- What needs to be done -
For every entry that follows, return an identical copy.

===== Available data

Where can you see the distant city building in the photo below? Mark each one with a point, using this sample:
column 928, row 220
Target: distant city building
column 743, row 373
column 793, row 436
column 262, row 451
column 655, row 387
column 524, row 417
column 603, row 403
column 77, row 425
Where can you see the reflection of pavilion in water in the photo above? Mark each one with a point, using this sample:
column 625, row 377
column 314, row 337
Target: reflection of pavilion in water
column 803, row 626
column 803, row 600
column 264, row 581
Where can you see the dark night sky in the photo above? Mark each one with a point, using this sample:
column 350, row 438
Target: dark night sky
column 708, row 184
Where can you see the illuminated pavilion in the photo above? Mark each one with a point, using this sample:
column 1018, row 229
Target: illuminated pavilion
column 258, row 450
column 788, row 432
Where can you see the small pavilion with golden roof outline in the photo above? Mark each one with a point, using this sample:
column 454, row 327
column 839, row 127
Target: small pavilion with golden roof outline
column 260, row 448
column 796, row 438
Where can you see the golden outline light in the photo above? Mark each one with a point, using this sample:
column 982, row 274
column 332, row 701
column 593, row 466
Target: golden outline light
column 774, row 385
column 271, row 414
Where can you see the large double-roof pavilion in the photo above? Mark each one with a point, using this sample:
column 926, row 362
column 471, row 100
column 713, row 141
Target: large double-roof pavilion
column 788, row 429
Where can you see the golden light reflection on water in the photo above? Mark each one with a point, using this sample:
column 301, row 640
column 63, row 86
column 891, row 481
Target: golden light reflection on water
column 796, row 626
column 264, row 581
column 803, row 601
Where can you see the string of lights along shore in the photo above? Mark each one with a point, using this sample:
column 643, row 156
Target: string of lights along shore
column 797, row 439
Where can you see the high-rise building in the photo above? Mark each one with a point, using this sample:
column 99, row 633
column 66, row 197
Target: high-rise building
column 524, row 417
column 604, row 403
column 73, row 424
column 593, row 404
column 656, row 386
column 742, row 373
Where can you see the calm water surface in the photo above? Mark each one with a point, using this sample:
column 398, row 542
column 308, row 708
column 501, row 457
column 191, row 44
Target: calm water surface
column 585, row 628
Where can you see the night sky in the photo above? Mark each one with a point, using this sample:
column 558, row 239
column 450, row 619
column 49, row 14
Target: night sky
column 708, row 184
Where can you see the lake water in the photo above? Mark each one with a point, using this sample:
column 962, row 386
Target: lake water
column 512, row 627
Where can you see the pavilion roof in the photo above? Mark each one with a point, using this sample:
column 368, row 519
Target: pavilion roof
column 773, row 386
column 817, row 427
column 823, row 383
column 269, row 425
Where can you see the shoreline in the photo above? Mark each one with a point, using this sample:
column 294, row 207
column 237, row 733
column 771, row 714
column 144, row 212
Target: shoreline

==========

- Answer section -
Where can you see the distant city building in the photo below? Mark each one with a point, using this sample:
column 928, row 220
Target: distant city building
column 743, row 373
column 793, row 436
column 262, row 451
column 655, row 387
column 524, row 417
column 603, row 403
column 77, row 425
Where can you see the reflection of pavilion in water in the photo above? Mark each one with a point, using this sample:
column 625, row 377
column 314, row 337
Target: reflection of pavilion in water
column 803, row 626
column 803, row 600
column 264, row 581
Where can you see the dark night sky in the photo above? Mark each one with a point, using this sample:
column 350, row 438
Target: dark night sky
column 708, row 184
Where can you see the illuminated pavilion in the photo above? Mark each one with a point, using this sample:
column 1018, row 229
Target: illuminated pavilion
column 258, row 450
column 788, row 432
Where can you see the small pavilion with golden roof outline in the photo above? Mark each one with a point, using this sample:
column 454, row 327
column 839, row 127
Target: small pavilion with golden roof outline
column 260, row 448
column 796, row 438
Where can you see the golden outline light in the photo above? Mark each one with a point, using this sample:
column 982, row 274
column 332, row 701
column 593, row 466
Target: golden outline light
column 774, row 385
column 271, row 414
Where can you see the large double-roof pavilion in the photo above? Mark each one with a point, using this sample:
column 926, row 362
column 471, row 100
column 713, row 141
Target: large double-roof pavilion
column 788, row 429
Where can you see the golden light reflection on water in the photo above? Mark each one with a point, using this sample:
column 301, row 640
column 63, row 86
column 891, row 481
Target: golden light reflection on water
column 796, row 626
column 264, row 581
column 803, row 601
Where can you see the string of lights along shore in the photo above? Mark each one with a point, using this sample:
column 643, row 156
Target: string of lights along shore
column 797, row 439
Where can you see the high-rise building in the photo above? Mark each one with a point, using this sample:
column 99, row 633
column 66, row 197
Target: high-rise building
column 524, row 417
column 604, row 403
column 73, row 424
column 593, row 404
column 656, row 386
column 742, row 373
Where can you see the calm water surface in the photo above? Mark each one with a point, using this sample:
column 398, row 542
column 308, row 708
column 501, row 457
column 191, row 44
Target: calm water surface
column 585, row 628
Where can you see the night sky in the photo above? Mark each one with a point, using this sample:
column 558, row 239
column 450, row 619
column 49, row 14
Target: night sky
column 708, row 184
Where can you see the lake water in the photo above? Mark each one with a point, using this sample:
column 962, row 386
Target: lake water
column 512, row 627
Where can you see the pavilion roof in the photo above? Mark each one with a point, using this sample:
column 368, row 519
Target: pavilion roof
column 773, row 386
column 817, row 427
column 823, row 383
column 269, row 425
Where can you see the shoreline in the photo above? Mark each one with a point, using this sample:
column 294, row 207
column 237, row 733
column 771, row 714
column 144, row 212
Target: shoreline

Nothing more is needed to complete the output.